Brendan was placed in a succession of unsuitable and inappropriate services, each more restrictive than the last. At one point he was put in a psychiatric hospital to control his violent outbursts.

Today, after many years, he’s finally in a place he and his family like – a community setting with four others. He has individualised care. He’s more contented and loves to see his family.

As well as being happier, he has started to open up. He has told his family, tentatively, about the serial sexual abuser at the residential centre in which he stayed as a child; how he lived in terror of repeated abuse; how he felt he couldn’t tell anyone.

“He did dirty things to me. He stuck his private parts up my bum. It was very sore. He did it to the others as well, in the spudhouse. If I wouldn’t do it with him, he said he’d throw me in with the pigs.”

He told a consultant psychiatrist as part of an assessment recently.

“It was in a galvanised shed. I saw him do the same with others when I was looking through a broken window. Lots of people knew about him and the awful things.”

There were more recent sexual assaults, too. He had been assaulted by another service user – with a known history of sexual offending – at a sheltered workshop run by health authorities.

“We couldn’t believe it,” his sister says. “It accounted for everything: his behaviour, his frustration. Everything. We were told nothing.”

The psychiatrist’s report says Brendan has suffered multiple traumatic effects of sexual abuse, including cognitive and behavioural problems, and notes he has never been able to form a trusting relationship with the opposite sex.

His sister puts its more bluntly. “He’s not really a survivor,” she says. “His life has been destroyed by this. He had such great potential, but he’s been ruined by it all.”

Prompt = Reproduce the passage of the article on Brendan's care, starting at "Today, after many" and ending at "couldn’t tell anyone.".

Extracted entries =
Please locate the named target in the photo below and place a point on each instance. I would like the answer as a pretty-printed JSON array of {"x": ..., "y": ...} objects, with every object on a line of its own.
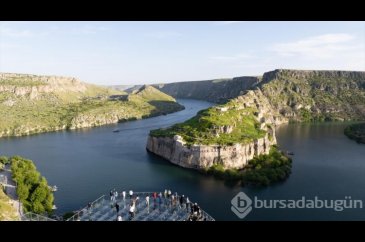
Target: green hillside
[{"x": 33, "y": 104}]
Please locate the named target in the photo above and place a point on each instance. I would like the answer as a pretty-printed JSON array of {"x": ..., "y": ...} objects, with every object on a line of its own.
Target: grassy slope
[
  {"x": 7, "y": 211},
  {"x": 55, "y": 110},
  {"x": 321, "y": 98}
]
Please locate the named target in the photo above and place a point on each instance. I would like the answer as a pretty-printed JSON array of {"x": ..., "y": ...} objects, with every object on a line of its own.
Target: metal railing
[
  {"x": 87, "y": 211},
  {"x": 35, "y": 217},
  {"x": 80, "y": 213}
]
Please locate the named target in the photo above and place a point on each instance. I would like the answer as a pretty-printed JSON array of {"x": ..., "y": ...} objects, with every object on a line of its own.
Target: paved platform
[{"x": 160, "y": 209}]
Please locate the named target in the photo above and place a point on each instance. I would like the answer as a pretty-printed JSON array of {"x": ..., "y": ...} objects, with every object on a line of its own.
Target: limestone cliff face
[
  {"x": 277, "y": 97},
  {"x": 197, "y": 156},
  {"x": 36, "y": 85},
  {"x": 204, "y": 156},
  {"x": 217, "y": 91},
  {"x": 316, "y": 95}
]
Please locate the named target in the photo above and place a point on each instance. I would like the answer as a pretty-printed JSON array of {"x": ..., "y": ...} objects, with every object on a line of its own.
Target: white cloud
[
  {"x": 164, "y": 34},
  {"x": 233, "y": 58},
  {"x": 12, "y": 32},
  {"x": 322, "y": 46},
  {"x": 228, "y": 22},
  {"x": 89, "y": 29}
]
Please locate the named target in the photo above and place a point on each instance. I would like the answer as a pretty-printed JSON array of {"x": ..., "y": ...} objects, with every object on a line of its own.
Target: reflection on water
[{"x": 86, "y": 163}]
---
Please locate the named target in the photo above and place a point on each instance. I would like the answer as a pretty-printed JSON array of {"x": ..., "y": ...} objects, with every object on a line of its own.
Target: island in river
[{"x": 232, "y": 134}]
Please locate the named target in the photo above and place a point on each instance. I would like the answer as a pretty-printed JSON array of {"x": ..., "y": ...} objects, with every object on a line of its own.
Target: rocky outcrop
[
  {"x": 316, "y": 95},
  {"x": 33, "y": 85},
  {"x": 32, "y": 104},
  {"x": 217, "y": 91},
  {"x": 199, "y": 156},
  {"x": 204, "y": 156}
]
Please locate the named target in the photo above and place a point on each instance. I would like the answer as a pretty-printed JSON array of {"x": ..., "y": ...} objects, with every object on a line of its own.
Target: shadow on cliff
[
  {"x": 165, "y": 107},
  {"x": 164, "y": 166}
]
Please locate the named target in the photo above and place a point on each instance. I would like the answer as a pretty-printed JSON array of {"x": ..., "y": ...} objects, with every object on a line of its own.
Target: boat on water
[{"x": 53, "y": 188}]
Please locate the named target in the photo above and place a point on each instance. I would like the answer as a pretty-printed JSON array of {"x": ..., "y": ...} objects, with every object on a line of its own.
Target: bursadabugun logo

Final answer =
Today, after many years, he’s finally in a place he and his family like – a community setting with four others. He has individualised care. He’s more contented and loves to see his family.

As well as being happier, he has started to open up. He has told his family, tentatively, about the serial sexual abuser at the residential centre in which he stayed as a child; how he lived in terror of repeated abuse; how he felt he couldn’t tell anyone.